An Open-Source Data Science Platform for the Electrochemical Community

Tuesday, 3 October 2017: 16:00
National Harbor 4 (Gaylord National Resort and Convention Center)
R. Masse (University of Washington)
It is no exaggeration to say that the lithium-ion battery has revolutionized the world, and the importance of electrochemistry has been brought to the fore as we look to improve batteries for electric vehicles, biomedical devices, and other critical applications.

However, electrochemical studies – particularly on batteries – are conducted with software tools that were not designed for the scale and the importance of the energy storage industry today. The software provided by hardware vendors often does not readily provide the answers we need, or even allow us to ask the right questions. Legacy software tools are often no better and suffer from severe stability issues. In industry, time is critical and most data goes unanalyzed, putting manufacturers at risk. Other firms build in-house tools that constantly reinvent the wheel.

We believe the community would be better served by working together with tools commensurate with the tasks we face. In recent years, several open-source software and hardware tools have been developed by the electrochemical community. However, most have only garnered modest traction. We believe this is driven by the high barrier of adoption, since most electrochemists are not also software developers, and because a significant amount of time and resources must be dedicated to supporting such projects.

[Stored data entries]

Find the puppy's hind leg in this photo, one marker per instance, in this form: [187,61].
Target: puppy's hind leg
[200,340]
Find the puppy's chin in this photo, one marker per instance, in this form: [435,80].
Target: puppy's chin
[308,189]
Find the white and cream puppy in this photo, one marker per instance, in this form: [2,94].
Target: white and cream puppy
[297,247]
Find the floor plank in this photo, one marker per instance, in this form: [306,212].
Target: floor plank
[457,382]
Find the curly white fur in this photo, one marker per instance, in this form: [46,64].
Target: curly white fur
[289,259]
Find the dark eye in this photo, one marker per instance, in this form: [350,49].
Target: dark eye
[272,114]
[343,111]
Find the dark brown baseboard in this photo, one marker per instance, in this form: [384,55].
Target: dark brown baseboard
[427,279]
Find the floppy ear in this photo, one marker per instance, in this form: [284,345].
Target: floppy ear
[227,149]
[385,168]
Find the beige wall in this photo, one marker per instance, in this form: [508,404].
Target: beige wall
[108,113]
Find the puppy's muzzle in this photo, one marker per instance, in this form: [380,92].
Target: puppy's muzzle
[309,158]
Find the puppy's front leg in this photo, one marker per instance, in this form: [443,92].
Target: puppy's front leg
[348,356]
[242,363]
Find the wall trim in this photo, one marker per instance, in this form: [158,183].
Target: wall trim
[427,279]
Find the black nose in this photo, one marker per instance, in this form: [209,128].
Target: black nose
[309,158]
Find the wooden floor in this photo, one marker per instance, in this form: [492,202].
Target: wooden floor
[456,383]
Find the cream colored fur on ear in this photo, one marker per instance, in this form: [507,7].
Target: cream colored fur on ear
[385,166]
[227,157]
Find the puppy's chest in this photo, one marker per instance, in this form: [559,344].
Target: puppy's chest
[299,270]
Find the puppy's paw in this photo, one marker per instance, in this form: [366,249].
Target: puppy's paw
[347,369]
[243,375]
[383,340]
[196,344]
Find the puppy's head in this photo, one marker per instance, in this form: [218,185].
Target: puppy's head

◆ TASKS TO PERFORM ◆
a) In the abstract on the open-source data science platform, what do legacy software tools often suffer from?
b) Repeat the abstract on the open-source data science platform, everything from "R. Masse (University" down to "reinvent the wheel.".
c) Pick up the abstract on the open-source data science platform where it stops, and continue it.

◆ RESPONSES TO THE EXERCISE ◆
a) Severe stability issues.

b)
R. Masse (University of Washington)
It is no exaggeration to say that the lithium-ion battery has revolutionized the world, and the importance of electrochemistry has been brought to the fore as we look to improve batteries for electric vehicles, biomedical devices, and other critical applications.

However, electrochemical studies – particularly on batteries – are conducted with software tools that were not designed for the scale and the importance of the energy storage industry today. The software provided by hardware vendors often does not readily provide the answers we need, or even allow us to ask the right questions. Legacy software tools are often no better and suffer from severe stability issues. In industry, time is critical and most data goes unanalyzed, putting manufacturers at risk. Other firms build in-house tools that constantly reinvent the wheel.

c)
Here we present an open-source web-based tool that lays the foundation for collaboration, and addresses the issues described above. Our platform is designed to accomplish the following:

1) Automate rote data analysis. Hours of analysis can be done in minutes or seconds to generate standard plots and statistics for cell capacity, voltage profiles, and cyclic voltammetry, as well as more involved analyses like incremental capacity or other user-defined functions. This is particularly important for batteries where both the number of electrochemical cells and cycles per cell may be very large and cumbersome to analyze thoroughly.

2) Reduce the barrier to enter and contribute to the platform. We provide APIs for a common framework for others to build upon. This saves time compared to developing a one-off application from scratch, and allows for greater impact when packaged together with a suite of other tools.

3) Catalyze electrochemical data science. The growing field of the data science allows for new tools to be developed to ask new questions and glean previously invisible insights from battery performance data.

We believe this software platform provides the missing infrastructure required to meet the demands of the electrochemical community today, and rise to the challenges of tomorrow.